[Saved entries]
- - - - -

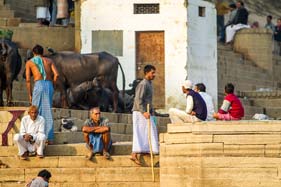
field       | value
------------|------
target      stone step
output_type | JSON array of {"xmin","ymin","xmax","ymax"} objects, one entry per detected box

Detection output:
[
  {"xmin": 0, "ymin": 5, "xmax": 10, "ymax": 10},
  {"xmin": 253, "ymin": 98, "xmax": 281, "ymax": 108},
  {"xmin": 53, "ymin": 132, "xmax": 133, "ymax": 144},
  {"xmin": 0, "ymin": 167, "xmax": 160, "ymax": 183},
  {"xmin": 0, "ymin": 17, "xmax": 21, "ymax": 26},
  {"xmin": 1, "ymin": 181, "xmax": 160, "ymax": 187},
  {"xmin": 264, "ymin": 107, "xmax": 281, "ymax": 119},
  {"xmin": 53, "ymin": 122, "xmax": 167, "ymax": 136},
  {"xmin": 238, "ymin": 90, "xmax": 281, "ymax": 98},
  {"xmin": 0, "ymin": 142, "xmax": 133, "ymax": 156},
  {"xmin": 0, "ymin": 155, "xmax": 159, "ymax": 168},
  {"xmin": 0, "ymin": 9, "xmax": 14, "ymax": 18}
]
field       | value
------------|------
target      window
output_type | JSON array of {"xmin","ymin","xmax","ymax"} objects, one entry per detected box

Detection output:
[
  {"xmin": 134, "ymin": 3, "xmax": 160, "ymax": 14},
  {"xmin": 198, "ymin": 6, "xmax": 206, "ymax": 17},
  {"xmin": 92, "ymin": 30, "xmax": 123, "ymax": 56}
]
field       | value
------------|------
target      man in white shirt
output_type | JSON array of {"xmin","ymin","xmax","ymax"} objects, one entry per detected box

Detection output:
[
  {"xmin": 169, "ymin": 80, "xmax": 207, "ymax": 123},
  {"xmin": 194, "ymin": 83, "xmax": 215, "ymax": 121},
  {"xmin": 14, "ymin": 105, "xmax": 46, "ymax": 160}
]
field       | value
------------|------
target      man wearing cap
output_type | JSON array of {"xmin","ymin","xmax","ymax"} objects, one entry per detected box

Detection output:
[{"xmin": 169, "ymin": 80, "xmax": 207, "ymax": 123}]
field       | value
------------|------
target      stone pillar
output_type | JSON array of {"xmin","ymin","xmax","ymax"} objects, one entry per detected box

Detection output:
[
  {"xmin": 74, "ymin": 0, "xmax": 84, "ymax": 52},
  {"xmin": 233, "ymin": 28, "xmax": 273, "ymax": 72}
]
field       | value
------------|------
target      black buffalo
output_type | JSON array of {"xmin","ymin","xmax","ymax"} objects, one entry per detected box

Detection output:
[
  {"xmin": 25, "ymin": 51, "xmax": 125, "ymax": 112},
  {"xmin": 0, "ymin": 39, "xmax": 22, "ymax": 106}
]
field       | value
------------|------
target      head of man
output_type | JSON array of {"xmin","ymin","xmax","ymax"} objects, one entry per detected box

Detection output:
[
  {"xmin": 182, "ymin": 80, "xmax": 193, "ymax": 94},
  {"xmin": 37, "ymin": 169, "xmax": 52, "ymax": 183},
  {"xmin": 144, "ymin": 64, "xmax": 156, "ymax": 81},
  {"xmin": 90, "ymin": 107, "xmax": 101, "ymax": 123},
  {"xmin": 229, "ymin": 3, "xmax": 236, "ymax": 11},
  {"xmin": 225, "ymin": 83, "xmax": 235, "ymax": 94},
  {"xmin": 277, "ymin": 18, "xmax": 281, "ymax": 27},
  {"xmin": 236, "ymin": 0, "xmax": 244, "ymax": 8},
  {"xmin": 32, "ymin": 44, "xmax": 44, "ymax": 56},
  {"xmin": 267, "ymin": 15, "xmax": 272, "ymax": 23},
  {"xmin": 194, "ymin": 83, "xmax": 206, "ymax": 93},
  {"xmin": 28, "ymin": 105, "xmax": 39, "ymax": 121}
]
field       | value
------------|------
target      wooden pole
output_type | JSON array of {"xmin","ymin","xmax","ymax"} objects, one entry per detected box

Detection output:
[{"xmin": 147, "ymin": 104, "xmax": 155, "ymax": 182}]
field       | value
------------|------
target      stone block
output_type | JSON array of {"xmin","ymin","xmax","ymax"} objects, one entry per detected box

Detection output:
[
  {"xmin": 163, "ymin": 133, "xmax": 213, "ymax": 144},
  {"xmin": 265, "ymin": 144, "xmax": 281, "ymax": 157},
  {"xmin": 214, "ymin": 134, "xmax": 281, "ymax": 144},
  {"xmin": 0, "ymin": 156, "xmax": 59, "ymax": 168},
  {"xmin": 0, "ymin": 168, "xmax": 25, "ymax": 182},
  {"xmin": 162, "ymin": 143, "xmax": 223, "ymax": 156},
  {"xmin": 167, "ymin": 124, "xmax": 192, "ymax": 133},
  {"xmin": 224, "ymin": 144, "xmax": 265, "ymax": 156}
]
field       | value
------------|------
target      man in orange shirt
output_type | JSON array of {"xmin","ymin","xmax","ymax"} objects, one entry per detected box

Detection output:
[
  {"xmin": 25, "ymin": 44, "xmax": 59, "ymax": 144},
  {"xmin": 216, "ymin": 0, "xmax": 230, "ymax": 38}
]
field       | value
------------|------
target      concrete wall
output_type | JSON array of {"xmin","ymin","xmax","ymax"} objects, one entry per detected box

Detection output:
[
  {"xmin": 233, "ymin": 28, "xmax": 273, "ymax": 72},
  {"xmin": 80, "ymin": 0, "xmax": 217, "ymax": 110},
  {"xmin": 5, "ymin": 0, "xmax": 48, "ymax": 22},
  {"xmin": 160, "ymin": 121, "xmax": 281, "ymax": 187},
  {"xmin": 187, "ymin": 0, "xmax": 218, "ymax": 108},
  {"xmin": 1, "ymin": 26, "xmax": 75, "ymax": 51}
]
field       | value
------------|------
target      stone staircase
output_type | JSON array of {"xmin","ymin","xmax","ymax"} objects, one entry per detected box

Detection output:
[
  {"xmin": 0, "ymin": 108, "xmax": 170, "ymax": 186},
  {"xmin": 0, "ymin": 0, "xmax": 21, "ymax": 27},
  {"xmin": 217, "ymin": 43, "xmax": 281, "ymax": 119}
]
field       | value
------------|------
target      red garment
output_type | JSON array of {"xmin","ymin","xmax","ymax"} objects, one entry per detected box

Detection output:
[{"xmin": 219, "ymin": 93, "xmax": 244, "ymax": 119}]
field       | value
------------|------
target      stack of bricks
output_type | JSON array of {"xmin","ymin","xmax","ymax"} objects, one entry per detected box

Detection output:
[{"xmin": 160, "ymin": 121, "xmax": 281, "ymax": 187}]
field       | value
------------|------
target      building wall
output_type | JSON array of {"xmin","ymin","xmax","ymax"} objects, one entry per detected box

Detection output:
[
  {"xmin": 80, "ymin": 0, "xmax": 217, "ymax": 110},
  {"xmin": 187, "ymin": 0, "xmax": 217, "ymax": 108}
]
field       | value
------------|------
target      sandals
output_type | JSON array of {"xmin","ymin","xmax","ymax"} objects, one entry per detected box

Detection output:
[
  {"xmin": 103, "ymin": 152, "xmax": 110, "ymax": 160},
  {"xmin": 130, "ymin": 157, "xmax": 141, "ymax": 166}
]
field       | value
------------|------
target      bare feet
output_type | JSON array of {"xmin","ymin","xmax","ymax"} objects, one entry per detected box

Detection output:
[{"xmin": 130, "ymin": 153, "xmax": 141, "ymax": 166}]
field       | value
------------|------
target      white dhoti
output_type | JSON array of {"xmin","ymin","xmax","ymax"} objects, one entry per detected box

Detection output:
[
  {"xmin": 13, "ymin": 133, "xmax": 46, "ymax": 156},
  {"xmin": 226, "ymin": 24, "xmax": 250, "ymax": 43},
  {"xmin": 169, "ymin": 108, "xmax": 201, "ymax": 124},
  {"xmin": 132, "ymin": 111, "xmax": 159, "ymax": 154}
]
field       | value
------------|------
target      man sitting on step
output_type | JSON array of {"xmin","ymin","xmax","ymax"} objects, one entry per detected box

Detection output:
[
  {"xmin": 14, "ymin": 105, "xmax": 46, "ymax": 160},
  {"xmin": 213, "ymin": 83, "xmax": 244, "ymax": 120},
  {"xmin": 82, "ymin": 107, "xmax": 111, "ymax": 160}
]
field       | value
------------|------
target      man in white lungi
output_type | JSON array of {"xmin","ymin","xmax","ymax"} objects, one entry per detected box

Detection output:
[
  {"xmin": 14, "ymin": 105, "xmax": 46, "ymax": 160},
  {"xmin": 225, "ymin": 0, "xmax": 250, "ymax": 43},
  {"xmin": 130, "ymin": 65, "xmax": 159, "ymax": 165}
]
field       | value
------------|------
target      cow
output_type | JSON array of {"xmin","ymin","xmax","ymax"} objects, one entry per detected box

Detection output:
[
  {"xmin": 0, "ymin": 39, "xmax": 22, "ymax": 106},
  {"xmin": 25, "ymin": 50, "xmax": 125, "ymax": 112}
]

- - - - -

# [Exercise details]
Your task is to find every line above containing the word "step" and copy it.

# [Answer space]
target      stone step
target      man sitting on step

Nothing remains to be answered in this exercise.